Goal of the exercise: Write out each record below exactly as it appears, with no pictures.

Listed entries section start

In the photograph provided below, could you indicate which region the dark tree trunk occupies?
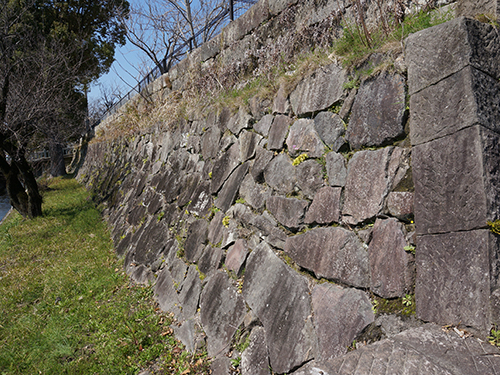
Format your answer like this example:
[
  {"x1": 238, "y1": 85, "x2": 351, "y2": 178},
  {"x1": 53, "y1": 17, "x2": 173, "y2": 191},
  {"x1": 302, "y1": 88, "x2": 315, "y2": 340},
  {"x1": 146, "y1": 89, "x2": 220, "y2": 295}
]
[
  {"x1": 49, "y1": 141, "x2": 66, "y2": 177},
  {"x1": 0, "y1": 141, "x2": 42, "y2": 218}
]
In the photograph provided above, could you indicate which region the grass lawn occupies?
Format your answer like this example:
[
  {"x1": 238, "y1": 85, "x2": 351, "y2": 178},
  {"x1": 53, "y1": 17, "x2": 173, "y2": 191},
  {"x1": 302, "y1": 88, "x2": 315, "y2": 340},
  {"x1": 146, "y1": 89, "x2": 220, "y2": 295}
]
[{"x1": 0, "y1": 177, "x2": 209, "y2": 374}]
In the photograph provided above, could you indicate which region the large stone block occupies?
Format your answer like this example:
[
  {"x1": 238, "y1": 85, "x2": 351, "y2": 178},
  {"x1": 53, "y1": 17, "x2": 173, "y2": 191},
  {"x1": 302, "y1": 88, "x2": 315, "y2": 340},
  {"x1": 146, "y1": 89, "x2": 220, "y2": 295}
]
[
  {"x1": 243, "y1": 242, "x2": 316, "y2": 374},
  {"x1": 240, "y1": 327, "x2": 270, "y2": 375},
  {"x1": 347, "y1": 73, "x2": 406, "y2": 150},
  {"x1": 210, "y1": 142, "x2": 240, "y2": 194},
  {"x1": 239, "y1": 174, "x2": 271, "y2": 210},
  {"x1": 313, "y1": 111, "x2": 345, "y2": 148},
  {"x1": 416, "y1": 230, "x2": 497, "y2": 335},
  {"x1": 343, "y1": 147, "x2": 404, "y2": 225},
  {"x1": 222, "y1": 0, "x2": 269, "y2": 47},
  {"x1": 304, "y1": 186, "x2": 342, "y2": 224},
  {"x1": 410, "y1": 66, "x2": 500, "y2": 146},
  {"x1": 214, "y1": 162, "x2": 250, "y2": 212},
  {"x1": 312, "y1": 284, "x2": 374, "y2": 361},
  {"x1": 406, "y1": 17, "x2": 500, "y2": 95},
  {"x1": 266, "y1": 196, "x2": 308, "y2": 229},
  {"x1": 294, "y1": 159, "x2": 325, "y2": 199},
  {"x1": 284, "y1": 227, "x2": 370, "y2": 288},
  {"x1": 412, "y1": 126, "x2": 500, "y2": 235},
  {"x1": 286, "y1": 119, "x2": 325, "y2": 158},
  {"x1": 263, "y1": 153, "x2": 296, "y2": 195},
  {"x1": 185, "y1": 219, "x2": 209, "y2": 262},
  {"x1": 369, "y1": 218, "x2": 414, "y2": 298},
  {"x1": 290, "y1": 63, "x2": 346, "y2": 116},
  {"x1": 200, "y1": 271, "x2": 246, "y2": 357},
  {"x1": 268, "y1": 115, "x2": 291, "y2": 150},
  {"x1": 326, "y1": 151, "x2": 347, "y2": 187}
]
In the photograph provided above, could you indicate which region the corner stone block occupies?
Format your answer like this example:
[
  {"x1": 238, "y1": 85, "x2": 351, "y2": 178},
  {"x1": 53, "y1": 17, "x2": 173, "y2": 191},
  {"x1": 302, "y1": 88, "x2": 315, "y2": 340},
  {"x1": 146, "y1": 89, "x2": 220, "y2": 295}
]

Listed entries section end

Final answer:
In the photograph provided below, could you indicate which region the dark tree trunk occupies?
Format your answer like this example:
[
  {"x1": 238, "y1": 85, "x2": 351, "y2": 178},
  {"x1": 53, "y1": 17, "x2": 173, "y2": 191},
  {"x1": 302, "y1": 88, "x2": 315, "y2": 340},
  {"x1": 146, "y1": 89, "x2": 220, "y2": 295}
]
[
  {"x1": 49, "y1": 141, "x2": 66, "y2": 177},
  {"x1": 0, "y1": 141, "x2": 42, "y2": 218}
]
In the photograph provided above, could you indicate which region the grass lawn occupies?
Format your answer like this example:
[
  {"x1": 238, "y1": 85, "x2": 351, "y2": 178},
  {"x1": 53, "y1": 17, "x2": 173, "y2": 191},
  {"x1": 302, "y1": 88, "x2": 315, "y2": 340},
  {"x1": 146, "y1": 89, "x2": 220, "y2": 295}
]
[{"x1": 0, "y1": 177, "x2": 209, "y2": 374}]
In the photograph provided above, could you indicate which region the large stone block occupies?
Format your answer like this example:
[
  {"x1": 238, "y1": 85, "x2": 351, "y2": 178},
  {"x1": 53, "y1": 17, "x2": 173, "y2": 191},
  {"x1": 302, "y1": 88, "x2": 315, "y2": 340},
  {"x1": 146, "y1": 89, "x2": 220, "y2": 295}
]
[
  {"x1": 243, "y1": 242, "x2": 316, "y2": 374},
  {"x1": 240, "y1": 327, "x2": 270, "y2": 375},
  {"x1": 347, "y1": 73, "x2": 406, "y2": 150},
  {"x1": 210, "y1": 142, "x2": 240, "y2": 194},
  {"x1": 239, "y1": 174, "x2": 271, "y2": 210},
  {"x1": 313, "y1": 111, "x2": 345, "y2": 148},
  {"x1": 416, "y1": 230, "x2": 497, "y2": 335},
  {"x1": 343, "y1": 147, "x2": 404, "y2": 225},
  {"x1": 222, "y1": 0, "x2": 269, "y2": 47},
  {"x1": 304, "y1": 186, "x2": 342, "y2": 224},
  {"x1": 410, "y1": 66, "x2": 500, "y2": 146},
  {"x1": 214, "y1": 162, "x2": 250, "y2": 212},
  {"x1": 312, "y1": 284, "x2": 374, "y2": 361},
  {"x1": 406, "y1": 17, "x2": 500, "y2": 95},
  {"x1": 266, "y1": 196, "x2": 308, "y2": 229},
  {"x1": 294, "y1": 159, "x2": 325, "y2": 199},
  {"x1": 284, "y1": 227, "x2": 370, "y2": 288},
  {"x1": 412, "y1": 126, "x2": 500, "y2": 235},
  {"x1": 286, "y1": 119, "x2": 325, "y2": 158},
  {"x1": 263, "y1": 153, "x2": 296, "y2": 195},
  {"x1": 185, "y1": 219, "x2": 209, "y2": 262},
  {"x1": 369, "y1": 218, "x2": 414, "y2": 298},
  {"x1": 290, "y1": 63, "x2": 346, "y2": 116},
  {"x1": 200, "y1": 271, "x2": 246, "y2": 357},
  {"x1": 268, "y1": 115, "x2": 291, "y2": 150},
  {"x1": 326, "y1": 151, "x2": 347, "y2": 187}
]
In the photograph provided above, could you indicate which region the corner stone block occupies?
Format your answer like this example:
[
  {"x1": 238, "y1": 85, "x2": 351, "y2": 178},
  {"x1": 53, "y1": 17, "x2": 173, "y2": 191},
  {"x1": 302, "y1": 88, "x2": 315, "y2": 340},
  {"x1": 146, "y1": 89, "x2": 220, "y2": 295}
]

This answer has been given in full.